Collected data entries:
========================================================================
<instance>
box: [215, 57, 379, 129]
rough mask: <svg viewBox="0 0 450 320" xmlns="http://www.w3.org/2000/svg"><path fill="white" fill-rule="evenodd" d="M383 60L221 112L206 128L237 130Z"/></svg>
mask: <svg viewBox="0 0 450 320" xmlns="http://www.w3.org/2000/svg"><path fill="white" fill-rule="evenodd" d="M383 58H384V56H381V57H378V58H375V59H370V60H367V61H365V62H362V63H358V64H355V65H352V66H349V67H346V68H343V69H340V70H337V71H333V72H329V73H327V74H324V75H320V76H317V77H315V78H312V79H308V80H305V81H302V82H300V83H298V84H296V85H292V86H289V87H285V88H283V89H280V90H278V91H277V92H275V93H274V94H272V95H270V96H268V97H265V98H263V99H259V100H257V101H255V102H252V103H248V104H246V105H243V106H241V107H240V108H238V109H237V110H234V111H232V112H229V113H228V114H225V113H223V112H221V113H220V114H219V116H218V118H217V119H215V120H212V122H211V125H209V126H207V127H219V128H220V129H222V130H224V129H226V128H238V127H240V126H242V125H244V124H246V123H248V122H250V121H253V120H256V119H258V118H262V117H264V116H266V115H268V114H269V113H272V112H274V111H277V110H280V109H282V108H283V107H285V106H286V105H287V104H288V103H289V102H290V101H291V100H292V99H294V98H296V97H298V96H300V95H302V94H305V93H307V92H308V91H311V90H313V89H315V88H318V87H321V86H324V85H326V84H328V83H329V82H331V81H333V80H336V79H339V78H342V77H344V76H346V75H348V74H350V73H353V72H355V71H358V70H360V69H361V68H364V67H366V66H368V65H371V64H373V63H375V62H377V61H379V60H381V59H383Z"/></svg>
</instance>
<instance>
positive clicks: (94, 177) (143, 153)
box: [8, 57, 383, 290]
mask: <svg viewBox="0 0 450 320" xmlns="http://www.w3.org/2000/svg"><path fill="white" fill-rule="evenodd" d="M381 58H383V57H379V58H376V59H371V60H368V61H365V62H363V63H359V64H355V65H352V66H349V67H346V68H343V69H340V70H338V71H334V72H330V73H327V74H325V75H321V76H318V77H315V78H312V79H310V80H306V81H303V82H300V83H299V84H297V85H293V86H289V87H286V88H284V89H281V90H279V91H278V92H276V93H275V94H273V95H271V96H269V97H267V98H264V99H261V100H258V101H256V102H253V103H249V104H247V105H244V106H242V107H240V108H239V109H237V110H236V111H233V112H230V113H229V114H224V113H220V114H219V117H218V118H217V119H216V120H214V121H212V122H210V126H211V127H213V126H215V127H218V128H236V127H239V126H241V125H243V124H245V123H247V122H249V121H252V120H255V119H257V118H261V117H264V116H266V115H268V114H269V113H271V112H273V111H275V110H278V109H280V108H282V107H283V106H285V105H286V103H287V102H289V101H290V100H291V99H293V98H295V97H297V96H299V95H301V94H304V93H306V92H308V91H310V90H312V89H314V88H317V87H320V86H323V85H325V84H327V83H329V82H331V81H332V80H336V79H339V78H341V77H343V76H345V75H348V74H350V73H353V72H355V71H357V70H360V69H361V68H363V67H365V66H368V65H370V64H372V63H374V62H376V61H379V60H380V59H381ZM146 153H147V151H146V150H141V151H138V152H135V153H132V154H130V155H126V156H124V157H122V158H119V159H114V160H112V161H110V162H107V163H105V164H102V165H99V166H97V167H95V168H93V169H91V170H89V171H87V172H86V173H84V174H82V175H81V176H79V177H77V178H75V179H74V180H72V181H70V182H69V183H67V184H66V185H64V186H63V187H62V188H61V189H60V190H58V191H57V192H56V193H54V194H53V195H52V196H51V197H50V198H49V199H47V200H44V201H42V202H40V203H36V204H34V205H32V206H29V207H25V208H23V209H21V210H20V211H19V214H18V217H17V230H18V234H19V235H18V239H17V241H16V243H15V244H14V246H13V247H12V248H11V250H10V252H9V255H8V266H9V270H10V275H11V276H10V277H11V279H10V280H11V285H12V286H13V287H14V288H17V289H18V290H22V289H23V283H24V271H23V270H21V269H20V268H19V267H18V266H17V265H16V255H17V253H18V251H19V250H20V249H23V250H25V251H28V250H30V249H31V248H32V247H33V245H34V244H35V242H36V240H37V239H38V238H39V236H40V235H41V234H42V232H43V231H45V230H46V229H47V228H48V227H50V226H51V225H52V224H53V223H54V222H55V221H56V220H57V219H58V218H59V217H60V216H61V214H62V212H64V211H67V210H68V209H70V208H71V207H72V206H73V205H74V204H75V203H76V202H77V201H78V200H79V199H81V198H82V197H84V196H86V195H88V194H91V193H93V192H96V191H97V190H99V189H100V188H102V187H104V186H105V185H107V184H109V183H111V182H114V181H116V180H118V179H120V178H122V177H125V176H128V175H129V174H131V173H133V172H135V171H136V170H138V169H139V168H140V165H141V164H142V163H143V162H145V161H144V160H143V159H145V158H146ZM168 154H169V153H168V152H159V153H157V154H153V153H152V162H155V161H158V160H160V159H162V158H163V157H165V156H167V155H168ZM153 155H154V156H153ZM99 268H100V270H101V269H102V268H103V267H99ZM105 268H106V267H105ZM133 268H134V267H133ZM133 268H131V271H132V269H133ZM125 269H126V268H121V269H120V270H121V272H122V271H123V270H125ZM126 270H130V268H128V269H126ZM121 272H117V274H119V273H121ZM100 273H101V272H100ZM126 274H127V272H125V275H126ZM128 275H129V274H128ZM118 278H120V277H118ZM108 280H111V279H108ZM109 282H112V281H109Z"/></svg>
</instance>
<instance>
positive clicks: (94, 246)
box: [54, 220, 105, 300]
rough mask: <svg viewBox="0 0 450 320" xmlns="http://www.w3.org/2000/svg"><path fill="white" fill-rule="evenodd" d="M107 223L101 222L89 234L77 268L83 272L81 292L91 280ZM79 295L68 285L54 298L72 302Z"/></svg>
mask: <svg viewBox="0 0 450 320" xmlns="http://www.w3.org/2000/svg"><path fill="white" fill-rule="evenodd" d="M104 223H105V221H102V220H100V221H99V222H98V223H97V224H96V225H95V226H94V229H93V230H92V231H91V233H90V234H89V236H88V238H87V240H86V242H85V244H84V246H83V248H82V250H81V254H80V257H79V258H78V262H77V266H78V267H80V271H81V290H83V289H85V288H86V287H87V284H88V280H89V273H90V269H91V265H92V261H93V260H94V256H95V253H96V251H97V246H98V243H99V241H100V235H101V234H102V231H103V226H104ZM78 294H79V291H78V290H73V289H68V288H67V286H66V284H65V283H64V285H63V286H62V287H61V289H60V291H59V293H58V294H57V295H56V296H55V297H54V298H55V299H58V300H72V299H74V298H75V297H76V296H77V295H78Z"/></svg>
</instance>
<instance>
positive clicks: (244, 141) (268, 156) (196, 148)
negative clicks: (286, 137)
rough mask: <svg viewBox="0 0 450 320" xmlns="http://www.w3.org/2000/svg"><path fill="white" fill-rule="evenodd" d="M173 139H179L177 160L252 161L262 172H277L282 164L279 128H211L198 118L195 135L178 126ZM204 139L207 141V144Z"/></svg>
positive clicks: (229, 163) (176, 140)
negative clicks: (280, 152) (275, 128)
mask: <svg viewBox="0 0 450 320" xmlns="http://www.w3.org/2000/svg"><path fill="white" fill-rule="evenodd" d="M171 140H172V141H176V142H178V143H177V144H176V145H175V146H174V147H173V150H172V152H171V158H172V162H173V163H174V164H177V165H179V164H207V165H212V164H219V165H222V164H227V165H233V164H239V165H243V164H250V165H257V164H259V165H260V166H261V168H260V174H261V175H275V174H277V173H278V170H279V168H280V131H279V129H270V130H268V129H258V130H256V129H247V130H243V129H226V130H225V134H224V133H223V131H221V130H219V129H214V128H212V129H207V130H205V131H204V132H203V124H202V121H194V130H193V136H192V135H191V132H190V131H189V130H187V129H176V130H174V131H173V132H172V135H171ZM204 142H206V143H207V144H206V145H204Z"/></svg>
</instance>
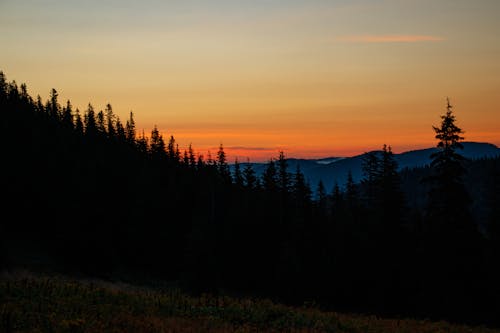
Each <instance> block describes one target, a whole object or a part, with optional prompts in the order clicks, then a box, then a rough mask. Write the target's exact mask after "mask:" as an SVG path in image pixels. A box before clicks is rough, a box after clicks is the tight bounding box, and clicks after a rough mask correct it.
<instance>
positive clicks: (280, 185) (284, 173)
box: [277, 151, 291, 195]
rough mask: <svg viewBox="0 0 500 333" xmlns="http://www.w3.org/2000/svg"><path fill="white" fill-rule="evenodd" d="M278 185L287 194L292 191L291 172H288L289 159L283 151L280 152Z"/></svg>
mask: <svg viewBox="0 0 500 333" xmlns="http://www.w3.org/2000/svg"><path fill="white" fill-rule="evenodd" d="M277 163H278V186H279V189H280V191H281V192H282V193H283V194H284V195H286V194H288V193H289V192H290V186H291V183H290V178H291V176H290V173H289V172H288V161H287V160H286V158H285V153H284V152H283V151H280V152H279V157H278V162H277Z"/></svg>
========================================================================
● **INSTRUCTIONS FOR THE TASK**: Take every line above where "positive" appears and copy it.

● **ANSWER FOR THIS EXERCISE**:
positive clicks: (94, 177) (143, 153)
positive clicks: (94, 246)
positive clicks: (244, 141) (268, 156) (196, 148)
positive clicks: (229, 163) (176, 140)
positive clicks: (280, 185) (284, 173)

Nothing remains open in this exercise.